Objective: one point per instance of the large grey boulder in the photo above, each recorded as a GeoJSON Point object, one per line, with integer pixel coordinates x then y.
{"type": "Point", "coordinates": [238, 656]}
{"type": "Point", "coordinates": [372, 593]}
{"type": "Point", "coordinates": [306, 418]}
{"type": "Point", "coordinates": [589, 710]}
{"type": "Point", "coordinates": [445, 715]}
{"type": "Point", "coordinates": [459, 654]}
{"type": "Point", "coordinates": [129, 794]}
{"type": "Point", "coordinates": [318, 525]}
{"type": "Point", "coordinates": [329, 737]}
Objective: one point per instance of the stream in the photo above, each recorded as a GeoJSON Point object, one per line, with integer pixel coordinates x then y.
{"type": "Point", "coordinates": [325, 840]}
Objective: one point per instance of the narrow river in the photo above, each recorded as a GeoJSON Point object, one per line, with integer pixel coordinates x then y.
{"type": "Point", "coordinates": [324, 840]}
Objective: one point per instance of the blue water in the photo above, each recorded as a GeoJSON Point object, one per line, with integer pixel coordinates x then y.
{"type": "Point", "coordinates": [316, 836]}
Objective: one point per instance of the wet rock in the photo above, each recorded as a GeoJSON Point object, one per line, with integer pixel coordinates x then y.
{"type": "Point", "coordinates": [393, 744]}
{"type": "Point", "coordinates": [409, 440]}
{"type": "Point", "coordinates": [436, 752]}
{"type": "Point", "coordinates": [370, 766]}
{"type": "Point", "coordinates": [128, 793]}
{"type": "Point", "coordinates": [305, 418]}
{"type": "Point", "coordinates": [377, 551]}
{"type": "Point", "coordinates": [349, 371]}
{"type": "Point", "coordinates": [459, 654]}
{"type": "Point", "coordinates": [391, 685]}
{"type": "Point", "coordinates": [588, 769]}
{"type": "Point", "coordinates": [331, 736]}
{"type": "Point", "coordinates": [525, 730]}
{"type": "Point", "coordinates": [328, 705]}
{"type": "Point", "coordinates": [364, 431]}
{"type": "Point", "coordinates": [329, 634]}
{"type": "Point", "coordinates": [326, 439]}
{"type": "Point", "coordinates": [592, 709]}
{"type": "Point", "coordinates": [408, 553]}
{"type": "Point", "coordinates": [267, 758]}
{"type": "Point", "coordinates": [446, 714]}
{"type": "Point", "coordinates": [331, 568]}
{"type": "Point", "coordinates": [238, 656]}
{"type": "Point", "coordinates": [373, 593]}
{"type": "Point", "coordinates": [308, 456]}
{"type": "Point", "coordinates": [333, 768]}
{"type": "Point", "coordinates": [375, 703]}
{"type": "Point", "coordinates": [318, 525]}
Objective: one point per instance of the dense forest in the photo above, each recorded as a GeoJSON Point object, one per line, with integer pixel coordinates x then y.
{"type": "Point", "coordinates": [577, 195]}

...

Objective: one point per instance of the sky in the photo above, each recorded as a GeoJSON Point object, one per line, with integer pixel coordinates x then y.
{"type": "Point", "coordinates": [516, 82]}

DIRECTIONS: Extract every line in the two blocks above that contains the word "boulder", copying each one in full.

FINISHED ANSWER:
Objective: one point per instance of the large grey boulder in the photo above, each recorded as a GeoJSON Point object, one per line, with integer pixel coordinates x then y.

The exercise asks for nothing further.